YOUR TASKS ▸
1) In the ethylene oxide text, roughly what share of sterile medical devices in the United States is treated with ethylene oxide?
2) Carry on the ethylene oxide text from the point where it stops.

PASSAGE TO READ ▸
*** Block opens ***

The Impacts of Ethylene Oxide
Ethylene oxide is the most commonly used agent in chemical sterilization. Today it’s used to treat roughly fifty percent of all sterile medical devices in the United States. It is also used as a building block to manufacture other products, such as antifreeze, textiles, plastics, detergents, and adhesives.
In recent years, strict regulations concerning ethylene oxide exposure have been imposed by the Occupational Safety and Health Administration (OSHA), and the use of ethylene oxide is also being monitored by the Environmental Protection Agency (EPA) under the Clean Air Act. Concerns about ethylene oxide emissions have also recently led to the shutdown of facilities that produce the chemical.
We sat down with CTEH Industrial Hygienist Adrianne Watkins to discuss ethylene oxide and the importance of monitoring for it.
CTEH: What is ethylene oxide used for, and where is it usually found?

*** Block closes ***

DATA FOR ANALYSIS ▸
*** Block opens ***

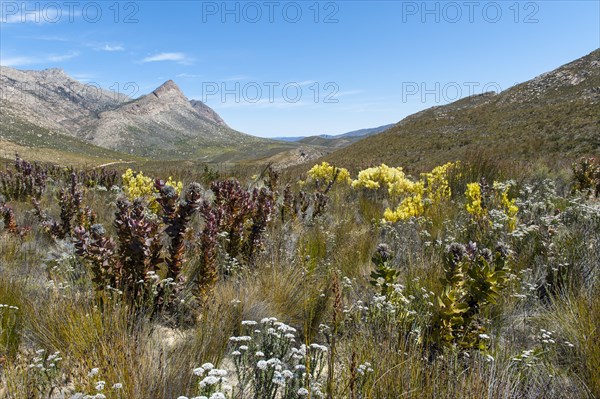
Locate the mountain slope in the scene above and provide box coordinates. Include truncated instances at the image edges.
[0,67,297,161]
[323,50,600,169]
[0,66,130,136]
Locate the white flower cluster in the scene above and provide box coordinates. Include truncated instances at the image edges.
[77,367,123,399]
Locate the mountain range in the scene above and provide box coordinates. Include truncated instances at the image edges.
[318,49,600,170]
[0,67,297,161]
[0,49,600,169]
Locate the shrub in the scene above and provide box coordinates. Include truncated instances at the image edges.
[0,154,48,201]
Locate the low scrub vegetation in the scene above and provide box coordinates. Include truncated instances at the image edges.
[0,157,600,399]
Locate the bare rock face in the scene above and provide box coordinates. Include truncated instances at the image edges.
[0,67,248,156]
[190,100,227,126]
[0,67,130,135]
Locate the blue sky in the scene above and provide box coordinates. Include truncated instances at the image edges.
[0,0,600,137]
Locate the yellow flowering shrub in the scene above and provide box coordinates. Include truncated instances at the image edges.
[382,162,458,223]
[121,169,183,213]
[383,193,425,223]
[300,162,352,186]
[352,164,406,190]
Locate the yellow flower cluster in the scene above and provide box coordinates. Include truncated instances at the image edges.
[383,193,425,223]
[352,164,407,191]
[465,183,486,218]
[121,169,183,213]
[302,162,352,184]
[121,169,155,200]
[383,162,458,223]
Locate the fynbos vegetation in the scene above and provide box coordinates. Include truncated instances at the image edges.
[0,155,600,399]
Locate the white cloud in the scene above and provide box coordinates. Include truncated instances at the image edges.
[0,1,81,24]
[142,53,191,64]
[46,51,79,62]
[0,51,79,67]
[175,73,202,79]
[0,57,37,67]
[96,44,125,52]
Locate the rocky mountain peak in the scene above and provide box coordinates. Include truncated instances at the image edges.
[152,80,187,102]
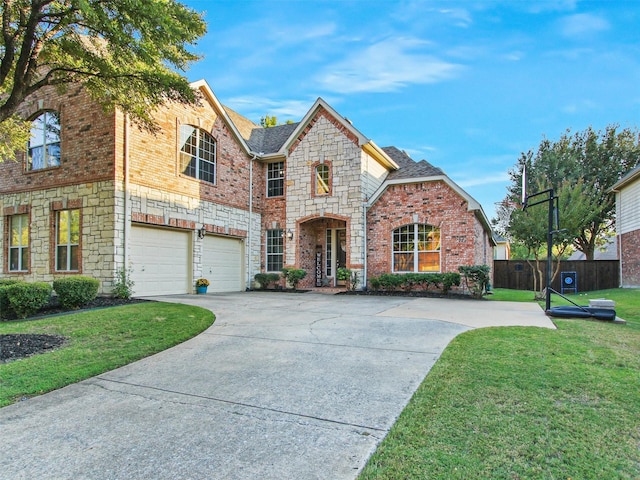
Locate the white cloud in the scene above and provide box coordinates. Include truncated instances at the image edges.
[560,13,611,38]
[562,99,598,114]
[456,171,511,188]
[224,96,315,123]
[319,38,462,94]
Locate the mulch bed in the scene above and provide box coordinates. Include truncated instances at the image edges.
[0,297,150,364]
[0,333,67,363]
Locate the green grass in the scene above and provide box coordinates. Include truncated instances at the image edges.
[0,302,214,407]
[360,289,640,479]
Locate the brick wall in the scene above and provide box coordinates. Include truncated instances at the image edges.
[367,180,490,277]
[0,87,115,194]
[129,96,252,210]
[620,230,640,288]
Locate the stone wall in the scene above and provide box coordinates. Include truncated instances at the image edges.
[284,109,364,282]
[0,181,117,293]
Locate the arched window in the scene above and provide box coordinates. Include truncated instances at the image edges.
[27,111,60,170]
[315,163,331,195]
[392,223,440,273]
[180,125,216,183]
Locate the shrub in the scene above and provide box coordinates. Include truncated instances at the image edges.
[369,277,380,290]
[111,267,135,300]
[458,265,490,298]
[253,273,280,290]
[282,268,307,290]
[2,282,51,318]
[0,278,24,319]
[378,273,403,292]
[336,267,360,290]
[441,272,461,293]
[53,275,100,309]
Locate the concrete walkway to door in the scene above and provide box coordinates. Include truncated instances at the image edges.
[0,292,554,480]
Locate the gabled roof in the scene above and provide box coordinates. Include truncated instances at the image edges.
[609,165,640,192]
[191,80,251,154]
[382,147,444,180]
[247,123,299,155]
[369,147,495,240]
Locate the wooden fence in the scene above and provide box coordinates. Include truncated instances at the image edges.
[493,260,620,293]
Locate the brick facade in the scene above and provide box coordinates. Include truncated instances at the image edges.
[0,83,492,294]
[619,230,640,288]
[367,180,492,277]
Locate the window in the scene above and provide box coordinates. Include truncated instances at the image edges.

*** Block closes ***

REPLIES ▸
1) Roughly fifty percent.

2)
Adrianne Watkins: The chemical is primarily used in the healthcare and chemical industries. It’s a very commonly used sterilizer since it’s compatible with a wide range of materials and usually doesn’t damage delicate instruments. It can sterilize items like medical supplies, electronics, optical equipment, paper, rubber, and plastics, and other things that can’t tolerate high heat or moisture. And in the chemical industry, it’s used in the production of detergents, thickeners, solvents, plastics, and other organic chemicals. Ethylene oxide is also produced naturally by the human body and is found in cigarette smoke.
CTEH: How is it emitted, and who may be occupationally exposed?
AW: In industrial settings, sometimes it’s emitted along with other gases during controlled venting, as well as during fumigation of things like foods, clothing, medical supplies, and cosmetics. Occupational exposures to ethylene oxide may occur to those working in manufacturing or processing plants, in addition to sterilization technicians or fumigation workers.
CTEH: How does OSHA regulate worker exposure to ethylene oxide?
AW: Workers shouldn’t be exposed to airborne concentrations of ethylene oxide in excess of 1 ppm (part per million) as an eight-hour time-weighted average, or in excess of 5 ppm as averaged over a 15-minute sampling period.
CTEH: How can CTEH help?
AW: We have a team of industrial hygiene and safety professionals who can help monitor for ethylene oxide and evaluate potential worker exposure. We can identify hazards, review historical or representative industry data, perform worker exposure monitoring, visualize and manage existing data, and more. We can also set up a full exposure control program or review one that’s already in place.